### Supplied passage
------------------------------
Benevolent Orca Pods Are Adopting Baby Pilot Whales in an Apparent Effort to Clean Up the Species’ Image

Researchers have noticed a strangely sweet behavior among Icelandic orcas: the adoption of a baby whale from an entirely different species. 

As so-called "killer whales" have made news over the past few years for violent boat attacks in European waters, marine biologists have noticed a far sweeter behavior in Iceland's frigid waves: the adoption of a baby whale from an entirely different species.

In interviews with Scientific American, scientists described their shock at observing a pilot whale calf that traveled with an Icelandic pod of orcas over a period of years.

One of those researchers, Chérine Baumgartner, said she and her colleagues at the Icelandic Orca Project initially couldn't believe their eyes.

"At first, we were like, 'Oh my god, this killer whale calf has a problem,'" the researcher said of the bulbous-headed baby she and her team first spotted back in 2022. It looked at first glance like a malformed orca — until they realized it was no killer whale at all.
------------------------------
### Tasks to complete
1 - In the orca article, switch "Scientific American" to "National Geographic" and write out the text starting at "In interviews with Scientific" and ending at "whale at all.".
2 - Answer these questions using the orca article:
(a) In what waters have killer whales made news for violent boat attacks?
(b) What species was the calf traveling with the Icelandic orca pod?
(c) In what year did the team first spot the calf?
The entries that follow come from a separate source and are unrelated to the orca article.
------------------------------
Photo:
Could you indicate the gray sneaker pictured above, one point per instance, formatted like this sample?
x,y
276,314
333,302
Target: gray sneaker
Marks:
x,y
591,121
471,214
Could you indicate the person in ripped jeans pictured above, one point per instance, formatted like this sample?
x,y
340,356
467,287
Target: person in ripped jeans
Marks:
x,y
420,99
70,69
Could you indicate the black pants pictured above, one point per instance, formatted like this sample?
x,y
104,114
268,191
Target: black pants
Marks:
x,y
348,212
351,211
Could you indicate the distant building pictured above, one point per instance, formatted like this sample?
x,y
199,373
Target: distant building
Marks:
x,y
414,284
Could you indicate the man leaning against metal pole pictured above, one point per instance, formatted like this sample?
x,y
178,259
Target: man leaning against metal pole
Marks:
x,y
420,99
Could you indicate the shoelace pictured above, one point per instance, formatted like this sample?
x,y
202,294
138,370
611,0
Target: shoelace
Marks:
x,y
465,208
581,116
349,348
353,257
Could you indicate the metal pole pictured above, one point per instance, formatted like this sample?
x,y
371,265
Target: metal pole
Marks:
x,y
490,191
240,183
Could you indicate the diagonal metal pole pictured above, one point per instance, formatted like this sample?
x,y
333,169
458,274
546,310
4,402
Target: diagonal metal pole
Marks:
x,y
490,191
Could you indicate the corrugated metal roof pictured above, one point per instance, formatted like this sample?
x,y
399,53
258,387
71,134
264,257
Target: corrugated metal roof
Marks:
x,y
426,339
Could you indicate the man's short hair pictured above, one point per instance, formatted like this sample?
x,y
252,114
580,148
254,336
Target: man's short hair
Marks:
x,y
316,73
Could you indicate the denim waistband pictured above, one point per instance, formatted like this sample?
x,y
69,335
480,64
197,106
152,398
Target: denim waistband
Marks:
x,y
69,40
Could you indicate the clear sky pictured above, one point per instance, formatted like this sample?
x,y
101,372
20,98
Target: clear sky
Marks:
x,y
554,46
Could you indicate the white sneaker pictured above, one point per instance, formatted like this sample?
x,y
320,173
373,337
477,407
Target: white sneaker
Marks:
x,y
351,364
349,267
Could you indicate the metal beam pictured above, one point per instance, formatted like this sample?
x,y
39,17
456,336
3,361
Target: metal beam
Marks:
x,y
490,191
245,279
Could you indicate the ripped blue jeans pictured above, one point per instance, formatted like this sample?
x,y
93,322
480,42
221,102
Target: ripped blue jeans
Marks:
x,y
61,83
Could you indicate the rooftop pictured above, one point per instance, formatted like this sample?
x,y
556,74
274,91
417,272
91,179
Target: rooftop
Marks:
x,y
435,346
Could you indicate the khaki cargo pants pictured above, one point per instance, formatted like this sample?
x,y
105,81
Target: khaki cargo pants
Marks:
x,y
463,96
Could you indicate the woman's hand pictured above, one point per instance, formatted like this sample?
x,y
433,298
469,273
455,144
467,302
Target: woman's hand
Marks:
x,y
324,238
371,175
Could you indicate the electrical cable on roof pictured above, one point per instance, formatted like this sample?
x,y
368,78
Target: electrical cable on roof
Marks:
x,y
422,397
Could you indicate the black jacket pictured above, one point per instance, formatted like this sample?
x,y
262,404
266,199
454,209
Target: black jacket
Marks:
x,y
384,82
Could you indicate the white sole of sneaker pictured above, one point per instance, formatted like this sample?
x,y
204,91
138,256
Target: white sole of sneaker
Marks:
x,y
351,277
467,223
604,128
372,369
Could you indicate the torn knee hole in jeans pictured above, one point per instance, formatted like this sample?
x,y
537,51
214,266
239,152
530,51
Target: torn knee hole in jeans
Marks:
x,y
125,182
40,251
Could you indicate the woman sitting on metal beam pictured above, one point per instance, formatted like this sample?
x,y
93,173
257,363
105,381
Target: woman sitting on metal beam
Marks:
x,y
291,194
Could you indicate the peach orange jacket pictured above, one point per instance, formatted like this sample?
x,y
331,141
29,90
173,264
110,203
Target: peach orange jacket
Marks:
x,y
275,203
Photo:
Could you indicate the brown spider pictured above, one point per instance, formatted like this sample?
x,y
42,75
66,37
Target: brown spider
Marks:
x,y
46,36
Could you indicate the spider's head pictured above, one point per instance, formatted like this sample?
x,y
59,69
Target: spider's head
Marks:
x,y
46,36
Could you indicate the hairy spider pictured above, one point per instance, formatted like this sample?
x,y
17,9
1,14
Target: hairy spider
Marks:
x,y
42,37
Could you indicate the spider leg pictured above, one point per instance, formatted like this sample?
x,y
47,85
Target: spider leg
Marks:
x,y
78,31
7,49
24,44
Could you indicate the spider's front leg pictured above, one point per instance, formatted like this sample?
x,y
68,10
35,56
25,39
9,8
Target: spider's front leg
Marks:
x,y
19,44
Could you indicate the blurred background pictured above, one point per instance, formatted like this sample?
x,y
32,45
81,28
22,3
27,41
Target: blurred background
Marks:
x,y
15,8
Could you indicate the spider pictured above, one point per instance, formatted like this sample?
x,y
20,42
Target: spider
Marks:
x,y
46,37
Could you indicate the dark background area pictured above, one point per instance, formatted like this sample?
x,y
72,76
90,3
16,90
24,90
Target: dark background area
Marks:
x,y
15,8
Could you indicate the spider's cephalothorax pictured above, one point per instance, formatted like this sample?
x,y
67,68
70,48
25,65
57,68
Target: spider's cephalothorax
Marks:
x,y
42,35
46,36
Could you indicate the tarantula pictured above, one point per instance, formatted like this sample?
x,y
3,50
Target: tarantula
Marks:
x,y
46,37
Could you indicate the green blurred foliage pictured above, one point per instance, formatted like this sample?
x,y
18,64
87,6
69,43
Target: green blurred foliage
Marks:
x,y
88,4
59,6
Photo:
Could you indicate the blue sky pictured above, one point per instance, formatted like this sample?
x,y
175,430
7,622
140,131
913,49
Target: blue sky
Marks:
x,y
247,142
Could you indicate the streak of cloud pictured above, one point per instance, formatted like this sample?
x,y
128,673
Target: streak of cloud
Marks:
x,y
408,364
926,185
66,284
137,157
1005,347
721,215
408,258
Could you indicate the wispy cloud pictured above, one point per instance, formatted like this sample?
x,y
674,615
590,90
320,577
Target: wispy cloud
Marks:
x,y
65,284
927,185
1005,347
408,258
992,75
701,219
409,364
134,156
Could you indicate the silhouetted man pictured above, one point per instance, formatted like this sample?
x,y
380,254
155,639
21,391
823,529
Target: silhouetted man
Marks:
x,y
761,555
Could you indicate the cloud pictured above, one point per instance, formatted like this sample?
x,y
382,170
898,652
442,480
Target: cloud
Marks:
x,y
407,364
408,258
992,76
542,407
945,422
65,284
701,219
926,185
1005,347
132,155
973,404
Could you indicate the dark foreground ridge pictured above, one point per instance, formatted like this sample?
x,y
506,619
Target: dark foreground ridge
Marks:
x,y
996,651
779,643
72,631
------------------------------
### Responses in order
1 -
In interviews with National Geographic, scientists described their shock at observing a pilot whale calf that traveled with an Icelandic pod of orcas over a period of years.

One of those researchers, Chérine Baumgartner, said she and her colleagues at the Icelandic Orca Project initially couldn't believe their eyes.

"At first, we were like, 'Oh my god, this killer whale calf has a problem,'" the researcher said of the bulbous-headed baby she and her team first spotted back in 2022. It looked at first glance like a malformed orca — until they realized it was no killer whale at all.

2 -
(a) European waters
(b) A pilot whale
(c) 2022